Aim of the task -
Starting at the line that contains "Reviewer note: every instance of the eroded" and ending at the end of the records, write all of these lines out again, requests included. Multiply every keypoint coordinate in the answers by 0.65 and round to whole numbers (halves round up), leave out the pictures, and give only these lines.

+ + + + +

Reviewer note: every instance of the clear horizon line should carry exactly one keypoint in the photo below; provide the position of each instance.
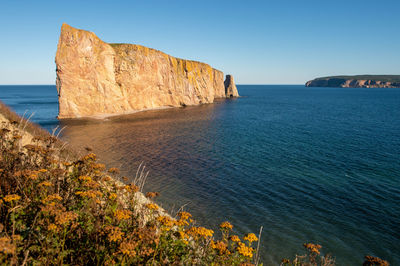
(238, 84)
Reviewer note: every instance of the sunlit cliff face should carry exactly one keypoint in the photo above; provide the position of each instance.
(96, 79)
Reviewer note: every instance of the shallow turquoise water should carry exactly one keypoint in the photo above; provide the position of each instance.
(308, 164)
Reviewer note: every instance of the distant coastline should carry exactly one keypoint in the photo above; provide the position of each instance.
(357, 81)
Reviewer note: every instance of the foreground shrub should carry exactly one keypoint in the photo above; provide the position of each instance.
(56, 211)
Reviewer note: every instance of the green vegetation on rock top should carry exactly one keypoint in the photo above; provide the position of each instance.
(384, 78)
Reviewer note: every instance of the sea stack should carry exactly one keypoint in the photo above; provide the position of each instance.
(230, 87)
(95, 78)
(357, 81)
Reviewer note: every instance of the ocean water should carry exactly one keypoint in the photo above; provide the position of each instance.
(315, 165)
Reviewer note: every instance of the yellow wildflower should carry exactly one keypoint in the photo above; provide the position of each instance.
(52, 227)
(152, 206)
(6, 245)
(64, 218)
(33, 176)
(51, 198)
(314, 248)
(114, 234)
(11, 197)
(89, 194)
(45, 184)
(122, 214)
(226, 225)
(90, 156)
(235, 238)
(250, 237)
(151, 195)
(128, 248)
(85, 178)
(197, 232)
(184, 215)
(220, 246)
(245, 250)
(166, 221)
(113, 170)
(112, 196)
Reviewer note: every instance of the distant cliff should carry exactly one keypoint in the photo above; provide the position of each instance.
(360, 81)
(95, 78)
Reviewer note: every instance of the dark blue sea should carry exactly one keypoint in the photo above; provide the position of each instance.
(315, 165)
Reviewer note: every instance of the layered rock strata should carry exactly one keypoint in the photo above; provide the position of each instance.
(95, 78)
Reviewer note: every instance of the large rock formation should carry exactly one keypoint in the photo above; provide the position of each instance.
(95, 78)
(361, 81)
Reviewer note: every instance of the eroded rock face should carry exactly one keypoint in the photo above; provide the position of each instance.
(95, 78)
(230, 87)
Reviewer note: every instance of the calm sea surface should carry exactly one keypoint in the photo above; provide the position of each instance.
(308, 164)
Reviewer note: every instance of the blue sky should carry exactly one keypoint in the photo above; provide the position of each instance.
(259, 42)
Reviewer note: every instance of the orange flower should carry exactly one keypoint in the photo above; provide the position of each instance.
(226, 225)
(122, 214)
(197, 232)
(166, 221)
(112, 196)
(52, 227)
(45, 184)
(128, 248)
(85, 178)
(152, 206)
(114, 234)
(12, 197)
(235, 238)
(220, 246)
(151, 195)
(313, 248)
(113, 170)
(89, 194)
(250, 237)
(245, 250)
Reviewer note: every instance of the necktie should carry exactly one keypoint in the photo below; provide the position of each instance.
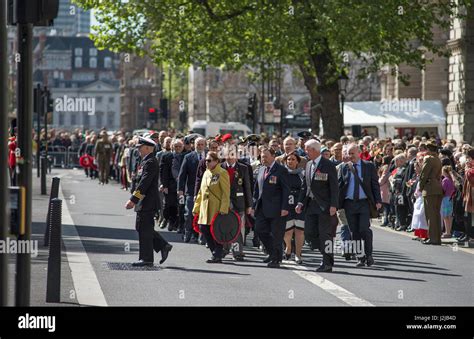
(265, 174)
(313, 169)
(356, 184)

+ + + + +

Response for this exercise -
Reviewer note: every instance of the eroded rock face should carry exactly one keypoint in the photo above; provide the position of each instance.
(62, 51)
(150, 57)
Reviewer note: every instance of the calm sea surface should carry exactly one keypoint in the photo above; provide the position of each instance.
(200, 107)
Reviewer note: every instance of the blue sky should carry exactly one keypoint in the photo above; provide the position of each instance.
(168, 27)
Reviewer note: every instance of the orange flower should carry exactly one keypoint in the photo above; provide the position of each instance.
(147, 146)
(79, 139)
(128, 151)
(108, 144)
(73, 127)
(34, 148)
(29, 120)
(83, 161)
(55, 116)
(99, 134)
(74, 152)
(8, 128)
(153, 155)
(143, 160)
(98, 127)
(203, 161)
(73, 111)
(58, 126)
(163, 154)
(159, 163)
Reviewer note: every instance of the necktie should carry exactly one keypoint in the photo below; provide the position of each instance.
(172, 113)
(203, 110)
(231, 120)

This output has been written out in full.